> [TASK DESCRIPTION]:
Could you repeat the plot summary word for word between "The following day, the" and "only five survivors.", inclusive?

> [READING PASSAGE]:
______________________________

The following day, the remaining contestants are tasked with finding six arrows hidden throughout the forest. During the challenge, they discover that one of the arrows has been lodged in Choi Wook-hwan’s corpse, revealing that he was secretly murdered by Jang PD after his elimination. When Lee Bo-young confronts Jang PD after realizing the game has become a real-life killing spree, he kills her as well. The remaining contestants attempt to escape, but Jang PD uses surveillance cameras placed throughout the area to monitor their movements. After becoming stranded in the desert, the contestants are forced to participate in another challenge to reach an oasis, resulting in further deaths and leaving only five survivors.

As the contestants struggle to survive in the harsh Australian wilderness, more participants are killed. Ha Seung-ho dies while attempting to cross the desert, and Hong Soo-yeon is killed after attempting to cross a river alone. Cameraman Seo, who had continued filming under Jang PD's orders, eventually tries to attack him but is killed instead. Meanwhile, Kim Ji-eun, who had grown close to Park Chul-hee, is murdered by him when he decides to eliminate her to secure the prize money. Only Jo Yu-jin survives and returns to South Korea.

______________________________

> [INFORMATION SUPPLIED]:

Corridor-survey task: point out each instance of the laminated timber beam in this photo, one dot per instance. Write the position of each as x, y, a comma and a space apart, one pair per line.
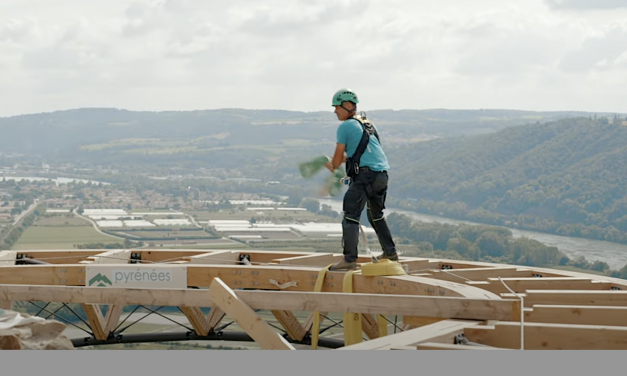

______________________________

> [TASK RESULT]:
The following day, the remaining contestants are tasked with finding six arrows hidden throughout the forest. During the challenge, they discover that one of the arrows has been lodged in Choi Wook-hwan’s corpse, revealing that he was secretly murdered by Jang PD after his elimination. When Lee Bo-young confronts Jang PD after realizing the game has become a real-life killing spree, he kills her as well. The remaining contestants attempt to escape, but Jang PD uses surveillance cameras placed throughout the area to monitor their movements. After becoming stranded in the desert, the contestants are forced to participate in another challenge to reach an oasis, resulting in further deaths and leaving only five survivors.